Chris Killip, yoğun gözleme dayalı ve çektiği topluluklara derinlemesine nüfuz eden fotoğraflarında, sanayisizleşmenin sancılı etkilerini yakalayarak sıradan insanların hayatlarını katıksız olduğu kadar şiirsel ayrıntılarla kaydetti. Bu siyah beyaz görüntüler, 1980’lerin Britanya’sının en önemli görsel kayıtları arasında sayıldı ve Gerry Badger’ın da tanımladığı gibi “Thatcher’ın temsil ettiği her şeye muhalif bir bakış açısıyla elde edildi.”
Killip 1946’da Man Adası’nda doğdu, 16 yaşındayken okulu bıraktı ve boş zamanlarında ada sahillerini fotoğrafladı. Bir belgesel fotoğrafçısı olarak kişisel pratiğini geliştirmeye karar vermeden önce, 1964’te Londra’daki ticari bir fotoğrafçının asistanı olarak çalışmaya başladı. 1970’lerin başında geceleri babasının birahanesinde çalıştı, gündüzleri de fotoğraflarıyla Man Adası’nın kaybolan geleneksel hayatını yakalamaya koyuldu. Üretmeye yönelik kapsamlı yaklaşımını belirleyen, fotoğraflarının ana konusu olarak bölge halkını seçmesini sağlayan da bu tecrübe oldu.
1974’teki madenci grevinden etkilenen Killip, 1975’te Newcastle’a taşındı, Kuzeydoğu’nun insanları ile onların yitip gitmekte olan endüstriyel manzaralarını fotoğrafladığı uzun süreli projesine girişti. Çoğu 4×5 filmle üretilmiş bu siyah beyaz kareler, Killip’in madenci, balıkçı ve gemici toplulukların parçalanmasına yönelik öfkesinin yakıcı ifadeleriydi: Dev bir tanker gemisi arka planda belirirken sokakta oynayan Tyneside’lı çocuklar, dalgalanan baca gazı dumanıyla çerçevelenen metruk sıra evler, ümitsizce duvara çömelmiş genç bir dazlak…
Çoğu zaman kasvetli bulunsalar da bu kareler Martin Parr’ın ifade ettiği gibi “Britanya’da alışık olmadığımız bir belgesel fotoğraf türüydü… İşçi sınıfının hayatını gülünç temsilinden kurtararak doğrudan, duygulardan ve nostaljiden uzak, daha öznel bir bakış açısıyla gösteriyordu.” Bu, Killip için öznelerinin, yani sanayisizleşme sürecinde yaşam savaşı veren işçi sınıfından insanların hakiki anlarını onları değersiz siyasal metaforlara indirgemeden yakalamak anlamına geliyordu. Clive Dilnot’ın ileri sürdüğü gibi, Killip’in fotoğrafları sınırlandırılmış keşif noktalarına odaklanıyordu: Killip’in özneleriyle kişisel ilişkiler kurabileceği kadar küçük topluluklara.

Yazılı görev 1 ->
Chris Killip hakkındaki metne göre Killip 1975'te hangi şehre taşındı?
Yazılı görev 2 ->
Chris Killip hakkındaki metni son cümlenin ardından devam ettirin.

Toplanan veriler:

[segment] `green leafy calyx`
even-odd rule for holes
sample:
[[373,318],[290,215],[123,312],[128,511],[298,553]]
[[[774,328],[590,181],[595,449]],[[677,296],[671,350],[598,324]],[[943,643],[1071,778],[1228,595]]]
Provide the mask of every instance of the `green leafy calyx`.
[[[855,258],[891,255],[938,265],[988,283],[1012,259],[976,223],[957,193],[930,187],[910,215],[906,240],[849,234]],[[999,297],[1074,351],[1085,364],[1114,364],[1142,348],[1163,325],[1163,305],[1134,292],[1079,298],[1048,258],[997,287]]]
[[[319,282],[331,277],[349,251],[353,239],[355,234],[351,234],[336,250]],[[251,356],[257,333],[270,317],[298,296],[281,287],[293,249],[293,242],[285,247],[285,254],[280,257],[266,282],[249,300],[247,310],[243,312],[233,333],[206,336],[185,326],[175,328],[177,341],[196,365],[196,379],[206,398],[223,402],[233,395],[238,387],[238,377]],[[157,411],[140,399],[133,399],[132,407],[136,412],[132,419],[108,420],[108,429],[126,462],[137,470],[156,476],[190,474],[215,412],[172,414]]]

Yanıt 1 ->
Newcastle'a taşındı.

Yanıt 2 ->
Killip, 1983-1984 yıllarında 14 ay boyunca Northumberland’in Lynemouth sahilinde bir karavanda yaşadı. Burada yerel halk tarafından şüpheyle karşılanmasının ardından sahile vuran kömür artıklarını toplama işiyle uğraşan, yoksul ve güvencesiz topluluğun güvenini kazanmaya soyundu. Alışılagelmiş haberciliğin sınırlarını aşan ilişkileri, öznelerinin haysiyetli ve dokunaklı mücadelesini yansıtan derinlikli portrelerini ortaya çıkarmasını ve çelişkili hisleri uyandırmasını sağladı.
Etrafa dağılmış döküntülerle dolu sahilde hulahop çeviren küçük kızın fotoğrafı, ilk bakışta masumiyetin ve hayallerin portresiymiş gibi görünüyor. Ancak, dikkatle bakıldığında, fotoğrafın tuhaf açısı ve karamsar arka planı (Killip’in Kuzeydoğu’da çektiği diğer birçok genç gibi) fotoğraflanan bireyin hayatını acımasız ve tanımlanamayan bir gücün belirlediğini göstermeye yetiyor.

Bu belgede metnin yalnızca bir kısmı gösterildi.